__ТЕКСТ ДЛЯ ЧТЕНИЯ__

Гейзенберг счел сообщение за пропагандистскую уловку. Макс фон Лауэ уточнил, правильно ли он понял, что в связи с Бомбой был назван "235-й" - т.е. расщепляемый изотоп урана U-235. Ган подтвердил: "Да, 235-й". Все очень хорошо понимали, что производство этого изотопа предполагает непредставимые по масштабности усилия. Лучше всех это знал практик Ган. В 1939 году один из его сотрудников потратил несколько месяцев, чтобы получить наконец ничтожную долю миллиграмма этого редкого изотопа. А теперь оказывается, что его употребляли тоннами?
Так же сложно было выделение и 94-го элемента, т.е. плутония. Вальтер Герлах роняет реплику, что для изготовления бомбы потребовалось бы, как минимум, тонна этого вещества - непостижимое количество. Ган еще раз подчеркивает, сколь чрезвычайно сложно производство 94-го - для этого реактор должен работать годы. Если же американцы действительно заполучили атомную бомбу, упрекает он как химик присутствующих ученых-атомников, "тогда все вы - второй сорт. Бедный Гейзенберг!". "Агнец божий!" - дополняет его фон Лауэ.
Все взгляды теперь устремлены на Гейзенберга. Он является неоспоримым авторитетом, от которого все ждут решающего ответа. Гейзенберг еще раз спрашивает, упоминалось ли в радиосообщении слово "уран", и, услышав отрицание, на какое-то время чувствует себя уверенным в своей принципиальной оценке ситуации, согласно которой американцы не могут оказаться способны на такое свершение:
"Тогда с атомами это не имеет ничего общего, но эквивалент 20 000 тонн высоковзрывчатого вещества - это неслыханно".

__ПИСЬМЕННОЕ ЗАДАНИЕ 1__
Назовите всех людей, которые упомянуты по имени в тексте для чтения.
__ПИСЬМЕННОЕ ЗАДАНИЕ 2__
Продолжите, пожалуйста, текст для чтения, начав сразу после его последней фразы.

__ИЗВЛЕЧЕННЫЕ ЗАПИСИ__
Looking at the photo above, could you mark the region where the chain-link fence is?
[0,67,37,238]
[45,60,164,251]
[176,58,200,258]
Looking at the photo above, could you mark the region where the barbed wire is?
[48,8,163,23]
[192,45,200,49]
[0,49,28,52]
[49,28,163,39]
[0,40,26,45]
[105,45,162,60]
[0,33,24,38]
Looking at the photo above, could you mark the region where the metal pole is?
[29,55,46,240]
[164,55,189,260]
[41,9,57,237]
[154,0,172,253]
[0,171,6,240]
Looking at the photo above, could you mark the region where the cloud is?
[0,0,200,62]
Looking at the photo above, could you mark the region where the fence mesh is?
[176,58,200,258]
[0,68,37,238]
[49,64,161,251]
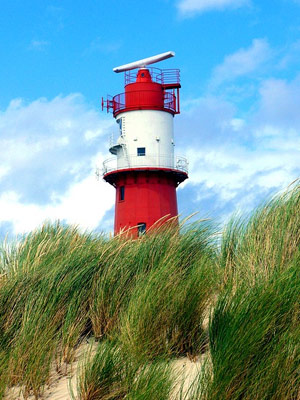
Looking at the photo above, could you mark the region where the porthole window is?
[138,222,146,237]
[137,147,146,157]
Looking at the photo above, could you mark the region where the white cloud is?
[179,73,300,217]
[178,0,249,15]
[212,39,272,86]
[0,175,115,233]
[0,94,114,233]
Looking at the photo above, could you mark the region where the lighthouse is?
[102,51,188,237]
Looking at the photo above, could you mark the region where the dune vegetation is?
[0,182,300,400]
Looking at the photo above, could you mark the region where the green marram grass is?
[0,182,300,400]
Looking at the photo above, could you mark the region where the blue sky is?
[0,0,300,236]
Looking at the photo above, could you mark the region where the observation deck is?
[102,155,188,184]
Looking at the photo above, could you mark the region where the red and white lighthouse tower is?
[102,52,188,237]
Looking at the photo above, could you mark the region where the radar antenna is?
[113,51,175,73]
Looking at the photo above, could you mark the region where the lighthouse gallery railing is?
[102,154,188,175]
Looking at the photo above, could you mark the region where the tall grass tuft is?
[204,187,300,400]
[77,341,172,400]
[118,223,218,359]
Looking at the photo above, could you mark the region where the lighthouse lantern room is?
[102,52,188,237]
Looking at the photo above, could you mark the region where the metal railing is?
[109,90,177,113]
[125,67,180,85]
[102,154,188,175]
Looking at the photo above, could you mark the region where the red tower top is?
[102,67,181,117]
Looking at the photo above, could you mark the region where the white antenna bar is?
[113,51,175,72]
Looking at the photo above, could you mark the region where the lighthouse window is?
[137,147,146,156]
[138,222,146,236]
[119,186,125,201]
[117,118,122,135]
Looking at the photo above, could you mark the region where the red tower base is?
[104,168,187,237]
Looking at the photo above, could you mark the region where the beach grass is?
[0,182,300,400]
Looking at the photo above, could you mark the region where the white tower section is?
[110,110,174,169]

* * *

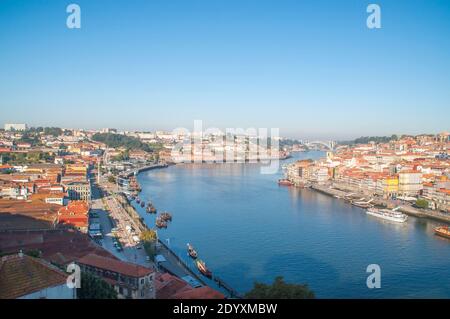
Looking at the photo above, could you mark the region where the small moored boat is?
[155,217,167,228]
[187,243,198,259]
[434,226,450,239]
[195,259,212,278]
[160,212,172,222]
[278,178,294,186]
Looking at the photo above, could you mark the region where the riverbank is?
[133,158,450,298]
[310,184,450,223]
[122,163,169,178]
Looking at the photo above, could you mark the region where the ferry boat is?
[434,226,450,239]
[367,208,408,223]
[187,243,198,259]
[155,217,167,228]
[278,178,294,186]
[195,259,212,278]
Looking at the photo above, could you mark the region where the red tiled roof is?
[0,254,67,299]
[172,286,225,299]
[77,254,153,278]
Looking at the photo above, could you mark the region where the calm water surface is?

--

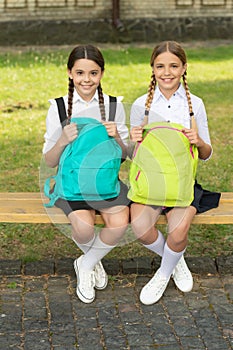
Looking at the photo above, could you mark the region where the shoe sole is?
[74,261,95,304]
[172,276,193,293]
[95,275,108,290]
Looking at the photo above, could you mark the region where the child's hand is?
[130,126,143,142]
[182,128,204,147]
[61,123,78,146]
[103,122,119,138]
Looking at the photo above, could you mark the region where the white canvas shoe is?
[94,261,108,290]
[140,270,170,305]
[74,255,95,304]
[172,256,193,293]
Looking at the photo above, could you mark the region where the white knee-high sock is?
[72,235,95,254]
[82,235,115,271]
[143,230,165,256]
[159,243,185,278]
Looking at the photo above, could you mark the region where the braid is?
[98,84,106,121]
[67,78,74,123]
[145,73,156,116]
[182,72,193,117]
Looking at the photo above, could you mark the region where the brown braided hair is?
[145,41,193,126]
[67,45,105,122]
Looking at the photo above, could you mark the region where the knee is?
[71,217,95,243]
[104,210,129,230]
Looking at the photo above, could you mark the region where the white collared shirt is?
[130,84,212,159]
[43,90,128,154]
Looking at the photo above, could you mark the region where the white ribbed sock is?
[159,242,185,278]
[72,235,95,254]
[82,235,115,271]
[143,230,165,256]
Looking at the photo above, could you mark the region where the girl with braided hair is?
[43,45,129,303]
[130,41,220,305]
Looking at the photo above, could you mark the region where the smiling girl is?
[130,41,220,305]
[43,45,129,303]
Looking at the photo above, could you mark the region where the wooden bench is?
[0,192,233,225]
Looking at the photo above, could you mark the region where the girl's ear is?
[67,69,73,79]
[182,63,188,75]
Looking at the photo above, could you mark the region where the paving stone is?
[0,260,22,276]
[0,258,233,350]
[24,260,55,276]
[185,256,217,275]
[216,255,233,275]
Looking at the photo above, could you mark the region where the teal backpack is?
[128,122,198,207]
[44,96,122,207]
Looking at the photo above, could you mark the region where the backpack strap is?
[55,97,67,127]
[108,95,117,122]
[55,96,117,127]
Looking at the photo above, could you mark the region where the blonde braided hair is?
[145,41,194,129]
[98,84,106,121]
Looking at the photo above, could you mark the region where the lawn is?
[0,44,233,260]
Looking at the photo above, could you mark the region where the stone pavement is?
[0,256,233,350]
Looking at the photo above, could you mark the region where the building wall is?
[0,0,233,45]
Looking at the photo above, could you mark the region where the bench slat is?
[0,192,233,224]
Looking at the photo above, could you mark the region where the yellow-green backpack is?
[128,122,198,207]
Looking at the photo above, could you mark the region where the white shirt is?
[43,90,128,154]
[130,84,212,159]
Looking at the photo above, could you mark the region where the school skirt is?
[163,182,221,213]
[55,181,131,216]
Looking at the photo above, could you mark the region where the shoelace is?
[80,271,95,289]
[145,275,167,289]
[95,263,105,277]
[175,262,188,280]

__ПИСЬМЕННЫЙ ОТВЕТ 1__
Гейзенберг, Макс фон Лауэ, Ган, Вальтер Герлах.

__ПИСЬМЕННЫЙ ОТВЕТ 2__
По-прежнему, никто из "гостей" Фарм-Холла ни может, ни хочет представить себе, что американцы действительно могли оказаться способны тоннами производить расщепляемый U-235, и Гейзенберг заключает: "Могу только допустить, что какой-то американский дилетант, имеющий очень приблизительное представление о сути дела, просто наговорил им: "Если ее сбросить, это будет эквивалентно 20 000 тонн взрывчатки", - ходя на деле это вовсе не так".
И снова Ган изливает свой мягкий сарказм на голову главного теоретика немецкой атомной бомбы:
"В любом случае, Гейзенберг, все вы - лишь второй сорт, и должны отойти в сторонку".
Гейзенберг добродушно подхватывает его тон:
"Совершенно согласен", - и в голосах обоих можно распознать облегчение, что сами они не были непосредственными создателями этой уничтожающей бомбы. Ган пытается дать нейтральное суждение: американцы, должно быть, опередили их лет на пятьдесят. Гейзенберг же пока не желает верить ни единому слову о происшедшем: "Только если бы они потратили все свои 500 000 000 фунтов стерлингов на разделение изотопов, это было бы возможно". "Боже правый, - записывает в своем дневнике Багге, глубоко пораженный этой озвученной в радиосообщении громадной суммой, - что такое наши 15 миллионов рейхсмарок по сравнению с ними?"
Поначалу скептичен и Вайцзекер: "Я не верю, что это имеет какое-то отношение к урану".
Ган: "Должно быть, это была маленькая бомба - какая-нибудь ручная бомба".
Гейзенберг: "Я готов поверить, что это могла быть какая-нибудь бомба под высоким давлением, но не верю, что она имела какое-либо отношение к урану. Скорее, это был химический состав, чудовищно увеличивающий скорость реакции и мощность взрыва".
Вайцзекер: "Полагаю, ужасно, что американцы сделали это. Полагаю, это безумие".
Гейзенберг: "Нельзя так сказать. С равным правом можно сказать: это был самый быстрый способ окончить войну".
Ган: "Вот это меня и утешает".
Гейзенберг: "Я всё еще не верю ни слову из сказанного о бомбе, но я могу и ошибаться. Вполне допускаю, что у них, возможно, было тонн десять обогащенного урана, но уж никак не 10 тонн чистого U-235". Гейзенберг делает предположения о том, что, возможно, американцы изобрели какое-то новое взрывчатое вещество - с "атомарным водородом или кислородом или что-то подобное".
Хартек подчеркивает, что задействована могла быть только урановая бомба: взрывчатое вещество с атомарным водородом или кислородом может, в лучшем случае, удесятерить действенность традиционных взрывчатых веществ, но никогда не дотянет до названных 20 000 тонн. Герлах считает сообщение недостоверным.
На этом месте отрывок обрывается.